═════ ENTRIES SHOWN ═════

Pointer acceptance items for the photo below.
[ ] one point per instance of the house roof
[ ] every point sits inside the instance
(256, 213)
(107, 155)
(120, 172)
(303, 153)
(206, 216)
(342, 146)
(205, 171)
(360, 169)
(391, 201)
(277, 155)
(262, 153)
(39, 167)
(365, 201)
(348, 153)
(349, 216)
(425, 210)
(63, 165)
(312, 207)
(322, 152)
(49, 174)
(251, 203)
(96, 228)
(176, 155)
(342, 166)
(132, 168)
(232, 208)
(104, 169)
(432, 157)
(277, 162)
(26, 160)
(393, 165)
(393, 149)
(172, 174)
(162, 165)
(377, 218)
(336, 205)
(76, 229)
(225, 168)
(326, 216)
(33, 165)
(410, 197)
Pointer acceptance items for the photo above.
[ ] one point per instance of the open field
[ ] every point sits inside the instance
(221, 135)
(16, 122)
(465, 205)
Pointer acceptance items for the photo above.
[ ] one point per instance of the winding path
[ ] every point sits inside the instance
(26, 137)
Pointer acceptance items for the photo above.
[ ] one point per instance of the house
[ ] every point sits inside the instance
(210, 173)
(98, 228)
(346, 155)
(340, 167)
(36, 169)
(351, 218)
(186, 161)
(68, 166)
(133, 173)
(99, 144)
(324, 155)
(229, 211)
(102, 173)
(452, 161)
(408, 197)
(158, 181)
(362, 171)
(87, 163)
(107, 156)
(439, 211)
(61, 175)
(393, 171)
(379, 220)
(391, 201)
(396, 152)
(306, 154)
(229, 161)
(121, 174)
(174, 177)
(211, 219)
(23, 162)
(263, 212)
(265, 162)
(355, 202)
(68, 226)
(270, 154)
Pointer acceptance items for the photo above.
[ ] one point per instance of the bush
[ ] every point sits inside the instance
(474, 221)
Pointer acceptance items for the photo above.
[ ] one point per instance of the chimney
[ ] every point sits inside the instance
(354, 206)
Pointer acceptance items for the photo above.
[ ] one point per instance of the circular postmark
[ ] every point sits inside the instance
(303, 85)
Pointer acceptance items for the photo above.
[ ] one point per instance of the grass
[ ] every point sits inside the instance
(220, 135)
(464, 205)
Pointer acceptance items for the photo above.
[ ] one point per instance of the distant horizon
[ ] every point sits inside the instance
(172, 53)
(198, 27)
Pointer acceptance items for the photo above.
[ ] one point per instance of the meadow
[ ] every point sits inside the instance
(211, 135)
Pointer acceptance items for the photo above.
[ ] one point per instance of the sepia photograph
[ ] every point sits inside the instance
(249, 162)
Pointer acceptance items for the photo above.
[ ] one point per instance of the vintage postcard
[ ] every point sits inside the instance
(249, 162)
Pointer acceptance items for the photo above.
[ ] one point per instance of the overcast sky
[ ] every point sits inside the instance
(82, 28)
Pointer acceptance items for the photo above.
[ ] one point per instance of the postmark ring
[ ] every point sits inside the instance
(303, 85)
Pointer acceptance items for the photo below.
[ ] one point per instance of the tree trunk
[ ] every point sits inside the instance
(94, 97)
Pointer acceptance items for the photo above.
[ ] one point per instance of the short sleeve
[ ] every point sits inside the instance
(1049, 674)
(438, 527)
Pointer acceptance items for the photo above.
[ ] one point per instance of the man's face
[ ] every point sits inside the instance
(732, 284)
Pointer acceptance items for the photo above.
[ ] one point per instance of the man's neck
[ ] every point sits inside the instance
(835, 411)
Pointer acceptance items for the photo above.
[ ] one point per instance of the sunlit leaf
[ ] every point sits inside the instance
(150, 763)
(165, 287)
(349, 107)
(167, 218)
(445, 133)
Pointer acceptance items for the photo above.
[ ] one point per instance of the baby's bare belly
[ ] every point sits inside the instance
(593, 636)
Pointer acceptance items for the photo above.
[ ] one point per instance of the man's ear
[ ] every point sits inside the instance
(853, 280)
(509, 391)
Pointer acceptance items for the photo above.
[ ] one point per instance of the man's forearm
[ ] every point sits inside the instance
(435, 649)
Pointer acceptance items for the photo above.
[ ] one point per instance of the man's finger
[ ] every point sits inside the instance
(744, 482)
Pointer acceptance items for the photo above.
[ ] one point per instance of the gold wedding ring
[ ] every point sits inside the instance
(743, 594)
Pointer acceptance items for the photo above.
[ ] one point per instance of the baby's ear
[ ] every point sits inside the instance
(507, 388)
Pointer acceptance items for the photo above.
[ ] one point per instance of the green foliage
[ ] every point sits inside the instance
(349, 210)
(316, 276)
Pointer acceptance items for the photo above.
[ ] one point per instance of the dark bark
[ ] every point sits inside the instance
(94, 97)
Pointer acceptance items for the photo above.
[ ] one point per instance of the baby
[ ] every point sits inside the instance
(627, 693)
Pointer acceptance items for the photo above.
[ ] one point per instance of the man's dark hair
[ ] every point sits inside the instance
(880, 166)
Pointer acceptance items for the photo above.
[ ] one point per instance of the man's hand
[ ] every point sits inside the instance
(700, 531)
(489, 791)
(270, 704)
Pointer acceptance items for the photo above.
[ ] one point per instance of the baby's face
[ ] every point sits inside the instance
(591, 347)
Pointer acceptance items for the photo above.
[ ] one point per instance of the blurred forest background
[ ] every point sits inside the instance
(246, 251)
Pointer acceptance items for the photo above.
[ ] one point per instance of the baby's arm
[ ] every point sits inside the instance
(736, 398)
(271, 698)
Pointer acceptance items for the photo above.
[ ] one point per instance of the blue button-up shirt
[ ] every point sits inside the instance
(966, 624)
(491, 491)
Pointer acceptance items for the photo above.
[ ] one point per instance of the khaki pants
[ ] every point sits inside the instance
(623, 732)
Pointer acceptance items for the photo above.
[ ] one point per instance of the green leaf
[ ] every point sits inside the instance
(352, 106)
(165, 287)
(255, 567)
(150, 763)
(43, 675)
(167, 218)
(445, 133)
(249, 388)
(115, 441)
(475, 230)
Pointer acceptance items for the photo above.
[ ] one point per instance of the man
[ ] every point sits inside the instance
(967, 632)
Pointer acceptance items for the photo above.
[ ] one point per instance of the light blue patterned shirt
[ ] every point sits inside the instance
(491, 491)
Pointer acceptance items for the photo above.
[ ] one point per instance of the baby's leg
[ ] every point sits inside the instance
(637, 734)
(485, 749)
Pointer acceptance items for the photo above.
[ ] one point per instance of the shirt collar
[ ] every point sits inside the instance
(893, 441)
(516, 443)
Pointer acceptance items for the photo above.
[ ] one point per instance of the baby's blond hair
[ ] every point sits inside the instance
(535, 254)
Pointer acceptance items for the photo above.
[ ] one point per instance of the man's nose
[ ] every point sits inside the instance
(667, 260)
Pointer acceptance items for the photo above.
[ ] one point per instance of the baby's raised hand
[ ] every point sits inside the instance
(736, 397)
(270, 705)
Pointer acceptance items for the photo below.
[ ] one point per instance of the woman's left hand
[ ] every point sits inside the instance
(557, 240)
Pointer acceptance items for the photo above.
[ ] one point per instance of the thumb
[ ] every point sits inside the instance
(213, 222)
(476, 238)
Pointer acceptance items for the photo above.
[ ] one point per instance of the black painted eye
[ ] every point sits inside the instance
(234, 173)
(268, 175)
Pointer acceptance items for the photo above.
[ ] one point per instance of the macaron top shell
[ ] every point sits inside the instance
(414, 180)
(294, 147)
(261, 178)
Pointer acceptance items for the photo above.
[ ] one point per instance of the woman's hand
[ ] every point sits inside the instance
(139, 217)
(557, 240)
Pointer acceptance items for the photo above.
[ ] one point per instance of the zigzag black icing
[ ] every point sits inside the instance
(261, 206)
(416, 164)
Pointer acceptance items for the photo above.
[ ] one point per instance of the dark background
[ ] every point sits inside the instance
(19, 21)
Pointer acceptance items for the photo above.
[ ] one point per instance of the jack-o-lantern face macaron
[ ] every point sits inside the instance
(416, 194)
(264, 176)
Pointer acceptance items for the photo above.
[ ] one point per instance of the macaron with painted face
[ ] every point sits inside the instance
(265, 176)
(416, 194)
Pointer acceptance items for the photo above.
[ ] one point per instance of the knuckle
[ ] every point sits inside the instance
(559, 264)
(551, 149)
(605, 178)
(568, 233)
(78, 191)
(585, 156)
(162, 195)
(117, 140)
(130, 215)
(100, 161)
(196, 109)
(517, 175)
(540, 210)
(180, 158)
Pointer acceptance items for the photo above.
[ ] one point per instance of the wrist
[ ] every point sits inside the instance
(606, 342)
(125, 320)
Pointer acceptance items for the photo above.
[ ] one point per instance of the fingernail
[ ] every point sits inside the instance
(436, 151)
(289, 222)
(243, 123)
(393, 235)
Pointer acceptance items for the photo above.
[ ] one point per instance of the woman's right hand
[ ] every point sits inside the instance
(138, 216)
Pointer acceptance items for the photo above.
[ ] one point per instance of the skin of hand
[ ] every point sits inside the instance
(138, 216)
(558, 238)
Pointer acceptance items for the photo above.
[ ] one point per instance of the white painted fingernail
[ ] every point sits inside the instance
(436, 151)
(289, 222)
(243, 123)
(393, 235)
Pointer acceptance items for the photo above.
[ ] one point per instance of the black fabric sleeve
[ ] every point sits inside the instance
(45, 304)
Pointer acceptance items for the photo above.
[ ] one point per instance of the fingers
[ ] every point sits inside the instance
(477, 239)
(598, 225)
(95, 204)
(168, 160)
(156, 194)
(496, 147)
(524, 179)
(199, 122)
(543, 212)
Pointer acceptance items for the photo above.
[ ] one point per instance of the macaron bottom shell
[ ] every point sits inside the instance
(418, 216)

═════

- [TASK PROMPT] Go over the data and return every line that includes the word "postmark".

- [COMPLETED TASK]
[ ] one point per instance of the circular postmark
[ ] one point per instance of the postmark ring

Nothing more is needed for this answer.